What you are asked to do:
Rewrite every item below with "pick planner" changed to "grasp planner" and all other text left as is. Omit the pictures from your output.

Items stored from a collection

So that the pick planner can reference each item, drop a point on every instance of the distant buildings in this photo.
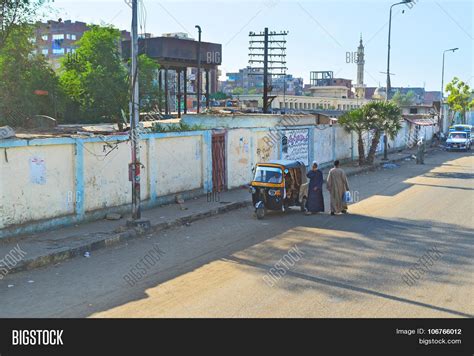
(251, 82)
(246, 79)
(323, 83)
(421, 96)
(55, 39)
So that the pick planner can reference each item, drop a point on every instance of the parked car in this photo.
(458, 140)
(465, 128)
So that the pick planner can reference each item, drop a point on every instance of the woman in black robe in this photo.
(315, 203)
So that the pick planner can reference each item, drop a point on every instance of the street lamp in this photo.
(442, 88)
(389, 86)
(198, 91)
(388, 56)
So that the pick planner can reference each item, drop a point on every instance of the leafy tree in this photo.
(404, 99)
(459, 98)
(381, 117)
(23, 75)
(17, 12)
(355, 121)
(96, 80)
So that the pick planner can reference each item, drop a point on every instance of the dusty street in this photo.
(354, 265)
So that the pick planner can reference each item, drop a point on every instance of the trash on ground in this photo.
(179, 199)
(390, 166)
(6, 132)
(113, 216)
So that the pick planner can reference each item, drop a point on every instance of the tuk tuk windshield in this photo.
(457, 135)
(268, 174)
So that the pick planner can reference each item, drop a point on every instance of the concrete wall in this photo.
(46, 183)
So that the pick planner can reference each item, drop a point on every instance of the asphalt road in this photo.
(354, 265)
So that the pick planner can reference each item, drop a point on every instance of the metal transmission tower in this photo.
(267, 58)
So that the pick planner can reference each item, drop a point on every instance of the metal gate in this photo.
(218, 162)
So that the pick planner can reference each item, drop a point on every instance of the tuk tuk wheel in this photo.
(260, 212)
(303, 204)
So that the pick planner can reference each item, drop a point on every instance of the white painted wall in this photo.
(172, 163)
(28, 193)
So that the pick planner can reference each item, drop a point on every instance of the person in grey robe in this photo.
(315, 203)
(337, 185)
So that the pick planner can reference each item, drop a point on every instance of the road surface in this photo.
(355, 265)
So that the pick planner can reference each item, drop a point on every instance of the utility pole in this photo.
(389, 85)
(198, 89)
(441, 123)
(265, 71)
(264, 56)
(135, 165)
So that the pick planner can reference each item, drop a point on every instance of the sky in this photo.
(321, 33)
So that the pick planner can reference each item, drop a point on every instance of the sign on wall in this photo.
(295, 145)
(37, 170)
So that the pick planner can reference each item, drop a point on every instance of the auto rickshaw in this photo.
(278, 185)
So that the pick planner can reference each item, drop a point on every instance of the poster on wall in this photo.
(295, 145)
(37, 170)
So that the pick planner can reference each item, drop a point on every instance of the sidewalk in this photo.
(51, 247)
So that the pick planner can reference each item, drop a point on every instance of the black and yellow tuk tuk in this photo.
(279, 185)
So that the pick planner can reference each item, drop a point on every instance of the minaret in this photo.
(360, 87)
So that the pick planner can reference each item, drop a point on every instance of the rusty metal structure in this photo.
(267, 52)
(175, 56)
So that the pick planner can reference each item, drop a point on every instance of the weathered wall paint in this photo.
(22, 200)
(179, 164)
(81, 182)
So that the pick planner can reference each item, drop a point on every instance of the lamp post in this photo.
(389, 35)
(198, 84)
(389, 86)
(442, 88)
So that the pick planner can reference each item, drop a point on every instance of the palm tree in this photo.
(355, 120)
(382, 116)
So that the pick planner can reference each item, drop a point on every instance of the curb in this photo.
(120, 237)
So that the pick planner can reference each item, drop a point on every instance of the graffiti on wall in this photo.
(37, 170)
(295, 145)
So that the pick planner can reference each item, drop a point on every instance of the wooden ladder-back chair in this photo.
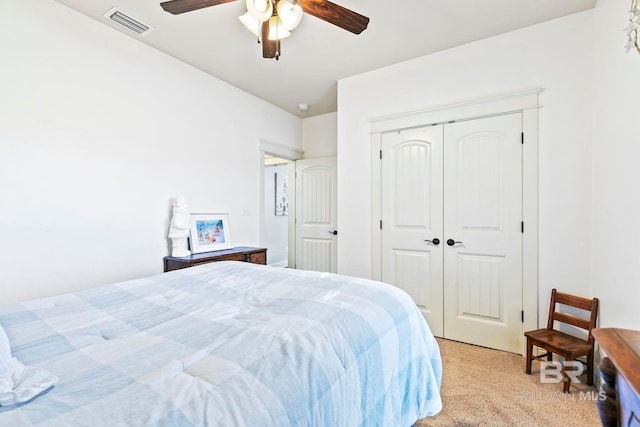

Result:
So that the grasp planner can reference each item, drop a point on every instance of the distant buildings in this photo.
(251, 82)
(246, 79)
(323, 83)
(421, 96)
(55, 39)
So that the grasp planner can reference each item, drop a point on every instance of the parked car in this photo.
(458, 140)
(465, 128)
So that the grasp planner can reference each item, drop a point on every instance of the woman in black robe in this photo.
(315, 203)
So that the grasp planner can reference each item, drop a point on every instance of the street lamp in this photo.
(442, 88)
(389, 86)
(198, 91)
(388, 56)
So that the grasp planner can reference each item, drop a point on every instance of the leafy tree in this photo.
(404, 99)
(459, 98)
(381, 117)
(23, 75)
(17, 12)
(355, 121)
(96, 80)
So that the grasp planner can reference each item, drop a point on every instance of the dusty street in this photo.
(354, 265)
So that the grasp planner can reference each item, drop a point on every instance of the trash on ground in this photo.
(179, 199)
(390, 166)
(6, 132)
(113, 216)
So that the grasp planner can reference each item, drop a point on every instance of the tuk tuk windshield in this photo.
(457, 135)
(268, 174)
So that the grasp planner can reference each item, drop a point on every instance of the concrete wall in this photo.
(46, 183)
So that the grasp planner can reference each item, drop a point on every instance of the asphalt road in this photo.
(354, 265)
So that the grasp planner can reference each item, drop a point on every instance of the metal transmission tower in this photo.
(267, 58)
So that the grasp planner can reference each item, drop a point on every instance of the metal gate in this photo.
(218, 162)
So that the grasp planner can reference each item, drop a point on every instance of the tuk tuk wheel in this photo.
(260, 212)
(303, 204)
So that the grasp planner can reference each item, drop a point on every instance of the white painted wall in this photo.
(172, 163)
(28, 193)
So that the grasp planner can reference each item, drop a point on every instance of the person in grey robe in this photo.
(315, 203)
(337, 185)
So that the grasp planner can reference each item, drop a point on every instance of the road surface in this photo.
(355, 265)
So that the grasp planner can reference each item, drop a point on every instance of the utility pole in this photo.
(389, 85)
(198, 89)
(441, 123)
(265, 71)
(264, 56)
(135, 165)
So that the grasp planner can reference each item, drop a point on every instance of the sky in this photo.
(321, 33)
So that the grasp planner can reference each item, drop a point on every instance of the sign on wall in this photo.
(295, 145)
(37, 170)
So that the grasp planner can reference each item, drop a point on every instance of the auto rickshaw in this photo.
(278, 185)
So that the grasp planner can reference each item, drop a point on every instance of the poster on wall in this photo.
(295, 145)
(37, 170)
So that the grasp planner can reference each item, drop a point on every instance of the sidewalk in this photo.
(51, 247)
So that the grasp planner can reference each item, drop a point on every instance of the black and yellow tuk tuk in this photo.
(279, 185)
So that the grasp planner can reference each item, drop a point on every instance of the minaret in this photo.
(360, 87)
So that the grasp planner can reference each item, drop a point on every instance of the rusty metal structure in this photo.
(267, 52)
(175, 56)
So that the grasp planner can reference each item, drop a point on every instance of the weathered wall paint in this photo.
(22, 200)
(179, 164)
(81, 182)
So that the grasp planner can reference each item, drop a point on every instance of the lamp post in this photo.
(389, 35)
(198, 84)
(389, 86)
(442, 88)
So that the grasp planner can reference each item, drop a point on every instance of the palm tree in this photo.
(355, 120)
(382, 116)
So that the grasp planner can reference each item, drop a point on every instance of the curb in this photo.
(120, 237)
So that the grasp planner can reference each item, drop a point on every instance of the graffiti on wall in this photo.
(37, 170)
(295, 145)
So that the grasp planner can reference each item, drop a point on every instance of the wooden ladder-back chair in this photo.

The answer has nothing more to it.